# TESTO
----------

Piccola Posta
Jens Stoltenberg, l'uomo che rimise insieme i pezzi di una Norvegia ferita a morte
Altro che uomo di paglia. Il discorso del segretario Nato dopo il massacro di 77 persone nell’isola di Utøya, nel 2011, quando era primo ministro norvegese
Jens Stoltenberg è, nella media degli articoli del giornalismo italiano, un uomo di paglia, un burattino messo alla segreteria della Nato (da Obama, nel 2014, col consenso di Merkel e di Cameron, allora primo ministro britannico, oggi ripescato ministro degli Esteri) per la sua assenza di personalità e docilità agli ordini della Casa Bianca, con una tentazione irresistibile alle gaffe: ultima e più grossolana delle quali, la sortita sulla libertà ucraina di colpire oltre frontiera le basi da cui partono gli attacchi alle sue città. Il 1° ottobre prossimo Stoltenberg lascerà la carica che ha occupato con due proroghe, nel 2020, e di nuovo nel 2022, dovuta, quest’ultima, alla guerra russa contro l’Ucraina.

----------

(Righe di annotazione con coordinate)
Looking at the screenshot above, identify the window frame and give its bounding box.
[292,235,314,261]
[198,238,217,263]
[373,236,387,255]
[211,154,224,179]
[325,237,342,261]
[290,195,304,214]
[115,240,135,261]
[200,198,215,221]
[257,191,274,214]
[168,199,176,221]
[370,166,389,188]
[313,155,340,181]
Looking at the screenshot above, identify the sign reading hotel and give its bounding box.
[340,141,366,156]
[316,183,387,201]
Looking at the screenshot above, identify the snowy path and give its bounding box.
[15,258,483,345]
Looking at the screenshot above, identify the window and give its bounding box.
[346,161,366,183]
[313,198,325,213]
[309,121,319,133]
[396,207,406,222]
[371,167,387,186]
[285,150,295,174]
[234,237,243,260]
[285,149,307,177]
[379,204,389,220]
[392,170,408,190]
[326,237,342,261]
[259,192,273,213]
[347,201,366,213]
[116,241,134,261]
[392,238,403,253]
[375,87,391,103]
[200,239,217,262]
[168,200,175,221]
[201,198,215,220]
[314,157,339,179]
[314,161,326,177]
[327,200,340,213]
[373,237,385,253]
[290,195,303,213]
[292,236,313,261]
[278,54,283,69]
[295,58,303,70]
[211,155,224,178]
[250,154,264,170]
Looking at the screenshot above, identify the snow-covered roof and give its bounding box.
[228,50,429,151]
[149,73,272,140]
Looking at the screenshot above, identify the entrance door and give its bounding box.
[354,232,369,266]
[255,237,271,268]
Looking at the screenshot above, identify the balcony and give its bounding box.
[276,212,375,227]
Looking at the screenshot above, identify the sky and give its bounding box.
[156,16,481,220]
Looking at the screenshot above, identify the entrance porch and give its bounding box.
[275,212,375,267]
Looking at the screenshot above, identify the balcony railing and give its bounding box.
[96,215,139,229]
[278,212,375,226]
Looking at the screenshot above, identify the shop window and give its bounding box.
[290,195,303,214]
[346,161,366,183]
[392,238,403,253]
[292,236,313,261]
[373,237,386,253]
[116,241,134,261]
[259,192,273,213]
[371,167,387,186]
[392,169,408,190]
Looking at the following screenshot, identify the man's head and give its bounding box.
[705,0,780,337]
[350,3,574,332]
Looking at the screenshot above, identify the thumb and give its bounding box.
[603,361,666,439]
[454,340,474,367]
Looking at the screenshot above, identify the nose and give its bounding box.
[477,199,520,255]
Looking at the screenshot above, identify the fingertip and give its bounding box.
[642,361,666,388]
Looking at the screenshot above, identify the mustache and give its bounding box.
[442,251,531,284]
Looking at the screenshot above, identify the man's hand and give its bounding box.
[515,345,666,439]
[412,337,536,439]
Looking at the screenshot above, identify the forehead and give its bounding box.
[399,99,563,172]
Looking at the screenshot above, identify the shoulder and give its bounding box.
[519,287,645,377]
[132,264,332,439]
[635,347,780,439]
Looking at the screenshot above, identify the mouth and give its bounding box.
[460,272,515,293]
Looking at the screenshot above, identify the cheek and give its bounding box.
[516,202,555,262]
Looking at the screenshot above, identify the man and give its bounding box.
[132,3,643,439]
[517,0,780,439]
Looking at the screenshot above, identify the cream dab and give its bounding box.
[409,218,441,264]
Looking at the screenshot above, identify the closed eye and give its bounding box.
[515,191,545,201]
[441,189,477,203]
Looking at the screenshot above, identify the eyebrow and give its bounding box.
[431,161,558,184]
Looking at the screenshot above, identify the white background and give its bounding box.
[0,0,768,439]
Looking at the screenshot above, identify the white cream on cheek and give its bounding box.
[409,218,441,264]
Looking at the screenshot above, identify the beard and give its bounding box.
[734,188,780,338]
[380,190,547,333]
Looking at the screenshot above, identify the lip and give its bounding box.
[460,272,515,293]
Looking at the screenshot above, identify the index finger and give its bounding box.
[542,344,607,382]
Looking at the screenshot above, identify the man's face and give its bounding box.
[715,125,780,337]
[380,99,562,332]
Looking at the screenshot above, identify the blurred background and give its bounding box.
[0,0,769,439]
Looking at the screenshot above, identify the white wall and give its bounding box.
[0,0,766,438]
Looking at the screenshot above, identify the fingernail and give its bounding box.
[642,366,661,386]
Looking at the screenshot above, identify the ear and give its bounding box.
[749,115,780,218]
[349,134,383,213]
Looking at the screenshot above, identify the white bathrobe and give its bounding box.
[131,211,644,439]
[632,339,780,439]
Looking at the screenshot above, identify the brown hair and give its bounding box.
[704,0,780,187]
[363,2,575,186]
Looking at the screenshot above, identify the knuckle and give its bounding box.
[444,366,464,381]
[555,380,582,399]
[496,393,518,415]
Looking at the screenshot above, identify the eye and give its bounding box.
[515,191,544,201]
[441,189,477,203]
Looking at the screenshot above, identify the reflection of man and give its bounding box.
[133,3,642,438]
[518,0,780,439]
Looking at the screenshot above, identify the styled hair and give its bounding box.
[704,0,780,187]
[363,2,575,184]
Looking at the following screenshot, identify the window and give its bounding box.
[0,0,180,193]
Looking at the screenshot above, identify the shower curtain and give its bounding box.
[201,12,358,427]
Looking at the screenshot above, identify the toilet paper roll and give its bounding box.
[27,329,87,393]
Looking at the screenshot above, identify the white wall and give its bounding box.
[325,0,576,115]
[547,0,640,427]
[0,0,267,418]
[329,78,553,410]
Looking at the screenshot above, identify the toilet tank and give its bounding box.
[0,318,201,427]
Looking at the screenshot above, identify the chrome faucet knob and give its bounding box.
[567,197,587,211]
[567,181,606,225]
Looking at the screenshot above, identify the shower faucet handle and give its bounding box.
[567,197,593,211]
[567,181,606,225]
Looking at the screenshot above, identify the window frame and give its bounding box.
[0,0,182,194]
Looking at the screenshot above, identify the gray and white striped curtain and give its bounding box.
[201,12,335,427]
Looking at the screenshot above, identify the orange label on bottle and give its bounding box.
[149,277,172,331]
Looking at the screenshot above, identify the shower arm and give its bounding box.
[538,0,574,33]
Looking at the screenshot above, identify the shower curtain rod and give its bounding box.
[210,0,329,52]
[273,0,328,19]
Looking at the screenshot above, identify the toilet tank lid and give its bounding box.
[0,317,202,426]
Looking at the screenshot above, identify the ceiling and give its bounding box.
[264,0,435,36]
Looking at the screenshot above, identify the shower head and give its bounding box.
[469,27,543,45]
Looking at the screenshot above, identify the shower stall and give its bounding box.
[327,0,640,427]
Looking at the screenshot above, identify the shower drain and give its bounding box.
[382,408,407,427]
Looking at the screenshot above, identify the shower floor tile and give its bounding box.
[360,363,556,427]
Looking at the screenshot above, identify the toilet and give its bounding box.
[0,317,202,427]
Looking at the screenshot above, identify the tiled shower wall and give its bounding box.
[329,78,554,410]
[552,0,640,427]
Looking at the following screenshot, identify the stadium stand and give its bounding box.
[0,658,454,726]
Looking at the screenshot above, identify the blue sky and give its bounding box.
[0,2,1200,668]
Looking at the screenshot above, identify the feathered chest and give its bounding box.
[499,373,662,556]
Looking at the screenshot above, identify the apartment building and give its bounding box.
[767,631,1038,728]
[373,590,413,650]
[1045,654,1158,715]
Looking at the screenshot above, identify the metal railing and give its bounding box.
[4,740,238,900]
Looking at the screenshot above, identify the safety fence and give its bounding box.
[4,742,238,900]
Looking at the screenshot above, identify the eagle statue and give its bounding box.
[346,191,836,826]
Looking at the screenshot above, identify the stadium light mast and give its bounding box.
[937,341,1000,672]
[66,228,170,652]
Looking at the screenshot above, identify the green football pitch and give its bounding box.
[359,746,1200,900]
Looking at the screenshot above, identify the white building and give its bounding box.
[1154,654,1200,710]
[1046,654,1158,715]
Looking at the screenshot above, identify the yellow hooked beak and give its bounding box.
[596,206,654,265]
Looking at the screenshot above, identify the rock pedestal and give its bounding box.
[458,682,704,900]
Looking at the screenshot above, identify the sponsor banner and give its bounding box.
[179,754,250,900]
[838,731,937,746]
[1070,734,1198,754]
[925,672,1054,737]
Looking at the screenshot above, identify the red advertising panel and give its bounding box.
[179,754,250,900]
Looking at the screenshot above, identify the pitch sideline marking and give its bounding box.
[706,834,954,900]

----------

# ISTRUZIONI
Scrivi il seguito del testo su Jens Stoltenberg, ripartendo subito dopo la sua ultima frase.

# RISPOSTA
Il fatto è che questo supposto uomo di paglia, erede di una famiglia che ebbe un ruolo di primo piano nella politica laburista della Norvegia – un paese sempre rilevante per la Nato, centrale per la vocazione solidale col mondo povero, e mai entrato nell’Unione europea – era stato più volte ministro nel governo del suo paese, e per due volte primo ministro, dal 2000 al 2001, e dal 2005 al 2013. E quando gli si chiese di restare alla segreteria generale della Nato, stava per assumere l’incarico di presidente della Norges Bank, la Banca nazionale norvegese, un organo che quanto e più di altre banche centrali amministra, soprattutto attraverso il suo fondo pensioni, una ricchezza economica enorme.
C’è dell’altro nel curriculum di Stoltenberg, che fa sembrare quasi buffo o lui o chi di lui parla e scrive. Di sinistra da ragazzo, legato a una sorella marxista-leninista, Stoltenberg, che ha 65 anni, fece in tempo a manifestare piuttosto vivacemente per il Vietnam, contro gli yankee e la loro ambasciata a Oslo. Mi sono divertito a risalire la corrente di Google. Alla sua nomina alla Nato, 2014, una giornalista scriveva su Panorama che l’alleanza atlantica era stata messa in mano a un pacifista, antiamericano, agente del Kgb. Nome in codice: Steklov. Non si era però potuto provare un suo alto tradimento, e nemmeno basso. Nel 2006, da premier, aveva negato gli investimenti del fondo pensione a tre grandi compagnie americane, e dichiarato che “il cento per cento delle società colpevoli di violare i diritti umani sono americane”. Non è poco, il cento per cento. Più fondatamente, il governo greco gli ha ripetutamente rinfacciato, da segretario della Nato, una parzialità faziosa o intimidita in favore della Turchia di Erdogan. L’appartenenza sbilenca della Turchia alla Nato è un fenomeno tragicamente stravagante, ed è possibile che stia arrivando al capolinea.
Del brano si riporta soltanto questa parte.